◆ **Problem**: Only the lines from the top of the data through the line with "Task: locate the withered" should be repeated, each exactly as written.

◆ **Saved entries**:
┌────────
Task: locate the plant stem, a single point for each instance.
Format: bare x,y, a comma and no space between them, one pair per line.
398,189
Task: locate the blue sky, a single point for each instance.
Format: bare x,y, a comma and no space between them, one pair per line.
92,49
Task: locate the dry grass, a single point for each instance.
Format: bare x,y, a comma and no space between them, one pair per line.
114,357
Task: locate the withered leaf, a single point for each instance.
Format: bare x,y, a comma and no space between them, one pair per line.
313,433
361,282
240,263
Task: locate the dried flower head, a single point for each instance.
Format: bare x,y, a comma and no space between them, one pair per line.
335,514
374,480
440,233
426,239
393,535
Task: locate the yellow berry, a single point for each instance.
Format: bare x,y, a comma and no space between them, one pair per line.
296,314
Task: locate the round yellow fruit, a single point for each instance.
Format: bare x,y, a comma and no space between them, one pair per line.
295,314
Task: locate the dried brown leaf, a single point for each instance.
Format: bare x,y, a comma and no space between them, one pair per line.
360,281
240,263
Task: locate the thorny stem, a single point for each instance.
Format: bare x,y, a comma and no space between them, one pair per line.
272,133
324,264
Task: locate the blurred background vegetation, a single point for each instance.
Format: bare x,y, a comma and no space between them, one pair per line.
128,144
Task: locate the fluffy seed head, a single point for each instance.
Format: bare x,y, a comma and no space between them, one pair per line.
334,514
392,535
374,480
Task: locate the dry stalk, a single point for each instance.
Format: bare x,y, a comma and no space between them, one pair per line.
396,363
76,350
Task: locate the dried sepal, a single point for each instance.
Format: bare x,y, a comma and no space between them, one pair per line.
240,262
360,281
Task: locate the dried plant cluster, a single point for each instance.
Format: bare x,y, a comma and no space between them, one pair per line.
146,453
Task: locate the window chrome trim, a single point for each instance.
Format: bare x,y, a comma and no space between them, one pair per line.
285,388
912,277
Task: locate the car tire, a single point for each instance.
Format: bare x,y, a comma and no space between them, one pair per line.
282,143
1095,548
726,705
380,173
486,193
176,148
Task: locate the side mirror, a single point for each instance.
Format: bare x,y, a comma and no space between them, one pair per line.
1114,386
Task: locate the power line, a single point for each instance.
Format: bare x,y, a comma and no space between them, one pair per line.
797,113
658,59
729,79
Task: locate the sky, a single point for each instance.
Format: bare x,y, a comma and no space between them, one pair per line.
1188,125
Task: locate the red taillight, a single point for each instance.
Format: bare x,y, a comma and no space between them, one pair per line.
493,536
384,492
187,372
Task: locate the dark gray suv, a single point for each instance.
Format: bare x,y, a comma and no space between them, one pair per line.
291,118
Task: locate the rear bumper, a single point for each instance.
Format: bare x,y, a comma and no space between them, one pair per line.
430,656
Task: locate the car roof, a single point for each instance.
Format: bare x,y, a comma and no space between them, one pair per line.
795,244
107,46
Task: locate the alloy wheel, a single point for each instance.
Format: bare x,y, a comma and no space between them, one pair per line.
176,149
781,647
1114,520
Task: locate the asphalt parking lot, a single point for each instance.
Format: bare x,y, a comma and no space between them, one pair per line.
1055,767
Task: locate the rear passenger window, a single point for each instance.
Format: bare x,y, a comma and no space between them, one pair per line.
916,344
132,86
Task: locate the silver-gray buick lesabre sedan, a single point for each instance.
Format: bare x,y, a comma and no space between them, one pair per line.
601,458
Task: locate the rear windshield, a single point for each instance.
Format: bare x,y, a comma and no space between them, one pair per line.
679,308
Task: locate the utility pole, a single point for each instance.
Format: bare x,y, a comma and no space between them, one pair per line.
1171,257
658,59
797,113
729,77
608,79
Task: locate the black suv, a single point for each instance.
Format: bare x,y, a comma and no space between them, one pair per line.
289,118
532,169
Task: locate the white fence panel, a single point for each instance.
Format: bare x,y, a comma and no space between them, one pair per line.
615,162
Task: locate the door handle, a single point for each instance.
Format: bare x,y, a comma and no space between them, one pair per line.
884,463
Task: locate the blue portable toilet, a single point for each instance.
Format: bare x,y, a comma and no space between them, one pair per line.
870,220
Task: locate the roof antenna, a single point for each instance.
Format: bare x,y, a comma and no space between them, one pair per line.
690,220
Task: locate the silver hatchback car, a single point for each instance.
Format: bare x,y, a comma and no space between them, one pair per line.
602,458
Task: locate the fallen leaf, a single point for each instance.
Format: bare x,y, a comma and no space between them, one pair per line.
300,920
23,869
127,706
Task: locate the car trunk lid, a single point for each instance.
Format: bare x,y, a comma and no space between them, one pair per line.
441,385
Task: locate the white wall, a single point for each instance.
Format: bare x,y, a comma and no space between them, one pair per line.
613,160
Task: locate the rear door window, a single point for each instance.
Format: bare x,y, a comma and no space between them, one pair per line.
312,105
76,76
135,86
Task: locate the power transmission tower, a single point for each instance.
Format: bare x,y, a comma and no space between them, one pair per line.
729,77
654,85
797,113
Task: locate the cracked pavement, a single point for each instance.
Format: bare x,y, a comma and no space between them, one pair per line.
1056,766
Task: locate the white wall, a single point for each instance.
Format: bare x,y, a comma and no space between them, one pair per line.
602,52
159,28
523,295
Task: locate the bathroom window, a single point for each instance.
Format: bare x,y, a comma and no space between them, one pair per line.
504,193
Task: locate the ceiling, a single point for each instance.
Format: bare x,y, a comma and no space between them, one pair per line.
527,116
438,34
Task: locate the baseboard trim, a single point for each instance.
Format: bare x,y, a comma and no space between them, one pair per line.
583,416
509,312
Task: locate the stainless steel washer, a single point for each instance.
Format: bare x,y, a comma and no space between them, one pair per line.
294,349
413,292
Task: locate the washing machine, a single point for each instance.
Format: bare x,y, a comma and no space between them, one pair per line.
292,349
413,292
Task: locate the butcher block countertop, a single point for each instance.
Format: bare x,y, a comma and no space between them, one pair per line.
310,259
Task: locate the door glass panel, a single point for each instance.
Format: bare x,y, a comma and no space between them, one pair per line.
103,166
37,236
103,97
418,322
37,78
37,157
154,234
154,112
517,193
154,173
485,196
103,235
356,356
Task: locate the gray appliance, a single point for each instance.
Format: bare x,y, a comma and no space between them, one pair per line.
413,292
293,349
└────────
◆ **Response area**:
Task: locate the plant stem, a single point for each instance.
Format: bare x,y, a comma and no space between them, one pair per line.
398,189
Task: locate the blue sky, a single point for each instance.
Format: bare x,y, a comma and no space between them, one pair per line.
92,49
Task: locate the dry grass, a single point for each instance.
Format: bare x,y, a comma and no space between them, one pair per line.
114,357
Task: locate the withered leaf, a single point for each instance.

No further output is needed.